**Your task**
Make an exact copy of every record that follows.

[Saved data entries]
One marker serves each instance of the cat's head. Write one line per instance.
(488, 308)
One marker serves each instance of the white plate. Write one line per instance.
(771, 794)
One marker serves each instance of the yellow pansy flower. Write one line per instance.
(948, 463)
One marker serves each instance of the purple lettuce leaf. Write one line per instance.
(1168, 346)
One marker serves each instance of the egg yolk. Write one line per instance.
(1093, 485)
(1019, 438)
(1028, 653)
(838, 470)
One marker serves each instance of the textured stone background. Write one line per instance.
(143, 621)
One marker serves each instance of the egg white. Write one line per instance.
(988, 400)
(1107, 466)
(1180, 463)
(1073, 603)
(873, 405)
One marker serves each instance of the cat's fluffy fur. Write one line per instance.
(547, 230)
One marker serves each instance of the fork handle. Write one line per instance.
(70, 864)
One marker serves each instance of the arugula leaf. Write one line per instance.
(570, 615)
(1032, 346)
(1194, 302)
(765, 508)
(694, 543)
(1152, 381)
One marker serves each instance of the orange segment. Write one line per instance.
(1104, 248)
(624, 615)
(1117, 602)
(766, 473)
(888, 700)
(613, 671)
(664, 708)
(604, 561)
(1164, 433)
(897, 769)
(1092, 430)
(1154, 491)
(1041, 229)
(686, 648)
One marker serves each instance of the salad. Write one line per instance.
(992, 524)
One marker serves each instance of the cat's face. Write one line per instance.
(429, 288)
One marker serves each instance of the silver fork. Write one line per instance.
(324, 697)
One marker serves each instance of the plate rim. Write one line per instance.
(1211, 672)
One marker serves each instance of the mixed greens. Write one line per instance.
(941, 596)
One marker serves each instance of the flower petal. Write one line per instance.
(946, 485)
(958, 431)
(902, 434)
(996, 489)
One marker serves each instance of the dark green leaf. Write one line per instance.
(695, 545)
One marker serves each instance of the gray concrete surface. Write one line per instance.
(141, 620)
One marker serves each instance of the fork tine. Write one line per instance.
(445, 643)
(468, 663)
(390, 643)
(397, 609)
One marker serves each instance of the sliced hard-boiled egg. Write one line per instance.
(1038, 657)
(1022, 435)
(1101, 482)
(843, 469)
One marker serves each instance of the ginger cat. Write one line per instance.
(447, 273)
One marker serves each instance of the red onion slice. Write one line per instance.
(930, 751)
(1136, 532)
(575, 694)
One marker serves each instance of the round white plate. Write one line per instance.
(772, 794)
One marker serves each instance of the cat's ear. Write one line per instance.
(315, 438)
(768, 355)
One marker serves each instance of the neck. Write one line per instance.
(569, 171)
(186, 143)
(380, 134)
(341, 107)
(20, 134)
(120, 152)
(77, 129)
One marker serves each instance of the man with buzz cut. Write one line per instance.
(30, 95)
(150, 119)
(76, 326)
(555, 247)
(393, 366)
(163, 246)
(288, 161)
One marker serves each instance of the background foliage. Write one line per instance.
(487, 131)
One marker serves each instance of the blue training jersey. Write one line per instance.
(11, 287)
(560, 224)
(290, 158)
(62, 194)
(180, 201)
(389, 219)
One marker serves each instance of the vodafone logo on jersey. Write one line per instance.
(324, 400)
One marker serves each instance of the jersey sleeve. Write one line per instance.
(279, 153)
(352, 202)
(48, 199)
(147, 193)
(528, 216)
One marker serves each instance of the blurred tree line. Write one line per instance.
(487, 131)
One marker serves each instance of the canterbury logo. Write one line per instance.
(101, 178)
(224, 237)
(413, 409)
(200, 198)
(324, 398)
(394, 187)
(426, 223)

**Answer for this exercise**
One marker serves each instance of the cat's head. Write one line per instance.
(488, 308)
One marker serves each instance of the white plate. Write one line per instance.
(771, 794)
One marker serves each instance of the yellow pansy flower. Write one line per instance.
(948, 463)
One marker serves each instance of the purple lettuce leaf. Write one line per instance.
(1168, 346)
One marker serves each instance of the egg yolk. Write one line per instance.
(1093, 485)
(1019, 438)
(1028, 653)
(838, 470)
One marker serves each instance of the textured stone background. Write one line per instance.
(143, 621)
One marker serves each instance of the egg white. Write one line per instance.
(988, 400)
(1107, 466)
(1180, 463)
(1073, 603)
(873, 405)
One marker serves each instance of the cat's fluffy fur. Write one line per instance.
(547, 230)
One marker serves each instance of the fork handle. Write one line per instance.
(70, 864)
One marker serves each instance of the arugula leaf. Write one line per instance.
(570, 615)
(1032, 346)
(1194, 302)
(765, 508)
(694, 543)
(1152, 381)
One marker serves each instance of the orange segment. Write one line per instance.
(1104, 248)
(624, 615)
(1117, 602)
(766, 473)
(888, 700)
(613, 671)
(664, 708)
(604, 561)
(1164, 433)
(897, 769)
(1092, 430)
(1154, 491)
(1041, 229)
(686, 648)
One marker serves each instance of the salad. Write one line per instance.
(992, 524)
One marker serves each instance of the cat's face. Write one line per instance.
(429, 288)
One marker serves each instance of the silver fork. Write one line per instance.
(324, 697)
One marker serves each instance of the plate rim. Write one line per instance.
(1211, 672)
One marker serves each instance of the mixed greens. Write one line per instance.
(941, 596)
One marker serves each instance of the flower petal. Write one line per instance.
(946, 485)
(958, 431)
(902, 434)
(996, 489)
One marker serves each instance of the dark green leaf. Write one line per instance.
(695, 545)
One marker serves each instance of the gray concrete surface. Write one line per instance.
(141, 620)
One marker serves each instance of the fork tine. Write one line per instance.
(445, 643)
(468, 663)
(390, 643)
(397, 609)
One marker serves each instance of the sliced hard-boiled egg. Write one line per instance.
(1038, 657)
(1022, 435)
(1101, 482)
(843, 469)
One marker serves each instance of the ginger cat. Write one line per instance.
(447, 273)
One marker serves each instance of the red onion slice. Write one line per instance.
(930, 751)
(1136, 532)
(575, 694)
One marker serves each instance of the round white plate. Write one line per instance.
(772, 794)
One marker serves each instance of the cat's ear. Write one line per instance.
(315, 438)
(768, 355)
One marker serves each instance of the neck. Write one line per instance.
(569, 171)
(186, 143)
(380, 134)
(341, 107)
(20, 134)
(120, 152)
(77, 129)
One marker serves each instance of the man with buzz cut. Write one line per instance.
(30, 95)
(150, 119)
(76, 326)
(555, 247)
(393, 366)
(163, 246)
(288, 161)
One marker serves each instance of the background foliage. Write one line per instance.
(487, 131)
One marker serves each instance of the blue training jersey. Write one line per instance.
(11, 287)
(560, 224)
(290, 158)
(62, 194)
(180, 201)
(389, 219)
One marker serves each instance of the vodafone logo on jersey. Write one line per instance.
(324, 400)
One marker serves each instance of the jersey sleeve. Write one line per instance.
(279, 153)
(352, 202)
(48, 199)
(147, 193)
(528, 216)
One marker serves each instance of the blurred tree line. Write one line per instance.
(487, 131)
One marker serves each instance of the canterbury logo. Write one line per instance.
(101, 178)
(224, 237)
(413, 409)
(200, 198)
(324, 398)
(394, 187)
(426, 223)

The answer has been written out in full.